PROVIDED MATERIAL Start Marker
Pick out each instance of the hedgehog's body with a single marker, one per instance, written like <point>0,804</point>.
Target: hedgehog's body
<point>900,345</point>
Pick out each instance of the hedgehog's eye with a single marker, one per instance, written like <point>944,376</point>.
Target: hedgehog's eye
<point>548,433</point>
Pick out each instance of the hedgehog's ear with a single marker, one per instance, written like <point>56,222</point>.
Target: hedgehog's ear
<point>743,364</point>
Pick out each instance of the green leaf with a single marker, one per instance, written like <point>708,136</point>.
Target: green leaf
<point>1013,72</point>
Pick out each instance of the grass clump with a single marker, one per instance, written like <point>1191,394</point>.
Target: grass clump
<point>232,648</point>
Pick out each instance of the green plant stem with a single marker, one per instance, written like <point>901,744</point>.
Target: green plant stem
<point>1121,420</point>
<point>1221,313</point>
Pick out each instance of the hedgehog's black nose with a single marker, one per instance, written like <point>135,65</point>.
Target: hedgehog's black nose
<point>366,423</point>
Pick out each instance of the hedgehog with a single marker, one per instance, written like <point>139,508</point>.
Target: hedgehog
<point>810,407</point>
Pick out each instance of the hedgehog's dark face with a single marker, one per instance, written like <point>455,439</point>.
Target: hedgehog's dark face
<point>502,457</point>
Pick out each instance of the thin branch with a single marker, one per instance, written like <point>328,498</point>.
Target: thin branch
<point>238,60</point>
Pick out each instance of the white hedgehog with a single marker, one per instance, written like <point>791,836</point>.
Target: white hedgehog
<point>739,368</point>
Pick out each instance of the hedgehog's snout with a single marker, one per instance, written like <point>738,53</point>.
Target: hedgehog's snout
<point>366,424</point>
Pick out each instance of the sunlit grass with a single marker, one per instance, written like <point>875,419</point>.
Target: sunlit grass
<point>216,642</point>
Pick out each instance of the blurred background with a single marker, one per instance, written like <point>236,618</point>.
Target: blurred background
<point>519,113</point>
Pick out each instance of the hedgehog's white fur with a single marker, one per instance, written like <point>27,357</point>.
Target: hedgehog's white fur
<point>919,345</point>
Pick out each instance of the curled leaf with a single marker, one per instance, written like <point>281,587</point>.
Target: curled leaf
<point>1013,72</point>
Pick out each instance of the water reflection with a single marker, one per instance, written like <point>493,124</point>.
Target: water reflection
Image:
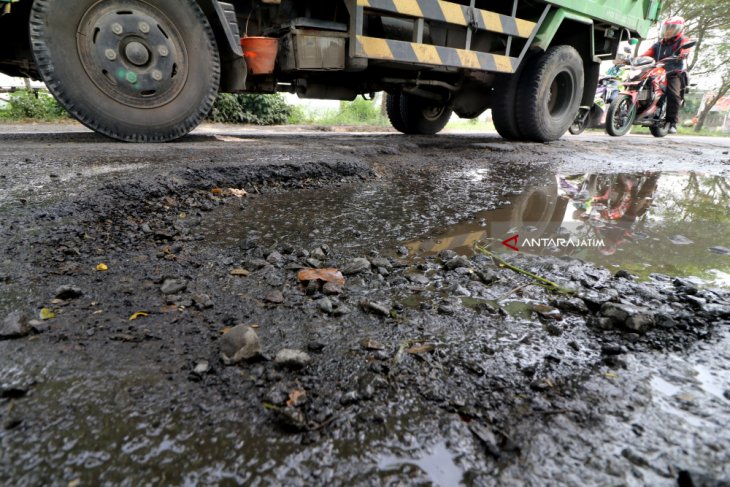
<point>668,223</point>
PROVIDED MATERIAL End Marker
Show every line above in which the word "water" is found.

*ANSWER TO THIS EXERCISE*.
Pick out each instance of the water reflection with a single marker, one per instance, written like <point>493,124</point>.
Target: water reflection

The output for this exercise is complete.